* [Aufgaben]
1/ Schreib aus dem Auszug über die ESG-Strategie von S&P alles von „S&P ändert Strategie“ bis hinunter zu „ihrer Kreditratingsysteme an.“ noch einmal ab und tausche dabei „S&P“ gegen „Standard & Poor’s“ aus.
2/ Stimmen diese Aussagen mit dem Auszug über die ESG-Strategie von S&P überein? Antworte jeweils mit Ja oder Nein und zitiere die entscheidenden Worte.
(a) S&P lässt ESG-Risiken künftig nicht mehr in seine Bewertungen einfließen.
(b) Moody’s und Fitch bieten weiterhin explizite ESG-Bewertungen an.
(c) S&P hat seine Änderung Anfang August bekanntgegeben.
3/ Setze den Auszug über die ESG-Strategie von S&P nach seinem letzten Satz fort.

* [Auszug]

* * * * * * * * *

S&P ändert Strategie
Anfang August gab S&P bekannt, dass es keine explizite Skala für ESG-Risiken mehr in seinen Kreditratings ausweisen wird, diese aber weiterhin in seine Bewertungen einfließen lässt. Während dies wahrscheinlich zumindest teilweise auf den zunehmenden politischen Druck gegen ESG in den USA zurückzuführen sein dürfte, kann es unseres Erachtens auch als ein (unbeabsichtigter) Schritt auf dem Weg zu einer vollständigen Integration von ESG-Risiken in die klassische finanzielle Risikobewertung gesehen werden. Im Gegensatz zu S&P bieten Moody’s und Fitch weiterhin explizite ESG-Bewertungen als Teil ihrer Kreditratingsysteme an.

* * * * * * * * *

* [Gesammeltes Material]
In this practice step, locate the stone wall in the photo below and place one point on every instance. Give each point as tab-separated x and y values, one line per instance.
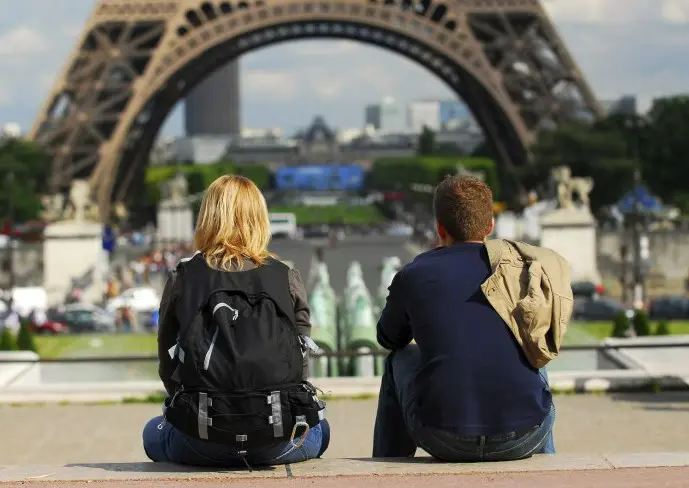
28	265
669	253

* * * * * * * * *

* [Antworten]
1/
Standard & Poor’s ändert Strategie
Anfang August gab Standard & Poor’s bekannt, dass es keine explizite Skala für ESG-Risiken mehr in seinen Kreditratings ausweisen wird, diese aber weiterhin in seine Bewertungen einfließen lässt. Während dies wahrscheinlich zumindest teilweise auf den zunehmenden politischen Druck gegen ESG in den USA zurückzuführen sein dürfte, kann es unseres Erachtens auch als ein (unbeabsichtigter) Schritt auf dem Weg zu einer vollständigen Integration von ESG-Risiken in die klassische finanzielle Risikobewertung gesehen werden. Im Gegensatz zu Standard & Poor’s bieten Moody’s und Fitch weiterhin explizite ESG-Bewertungen als Teil ihrer Kreditratingsysteme an.

2/
(a) Nein: „diese aber weiterhin in seine Bewertungen einfließen lässt“
(b) Ja: „bieten Moody’s und Fitch weiterhin explizite ESG-Bewertungen als Teil ihrer Kreditratingsysteme an“
(c) Ja: „Anfang August gab S&P bekannt“

3/
Trotz einer Klarstellung der EU-Kommission im April hat sich das Segment der SFDR-Artikel-9-Fonds noch nicht von dem Exodus der passiven Aktienfonds im ersten Quartal erholt, der durch die regulatorische Unsicherheit verursacht wurde. Neben einer rein operativen Verzögerung könnte ein wahrscheinlicher Grund für die Zurückhaltung darin liegen, dass neben den SFDR-Regeln auch die anstehenden ESMA-Richtlinien für die Bezeichnung von ESG-Fonds, die voraussichtlich im vierten Quartal aktualisiert werden, zu einem volatilen regulatorischen Umfeld beitragen, das Assetmanager zu einer abwartenden Haltung veranlassen dürfte.
Net Zero wird politisches Thema
Allianz ist dem Beispiel anderer großer Versicherer wie Swiss RE, Axa und Munich Re gefolgt und hat die Net Zero Insurance Alliance (NZIA) verlassen. Hauptgrund für diesen Schritt ist der zunehmende politische Druck aus den USA, der im Mai in einem Brief von 23 konservativen Generalstaatsanwälten aus den USA gipfelte, in dem darauf hingewiesen wurde, dass das Zielprotokoll der NZIA gegen das Kartellrecht verstoßen könnte. Insgesamt ist das Niveau der Net-Zero-Verpflichtungen jedoch nach wie vor hoch.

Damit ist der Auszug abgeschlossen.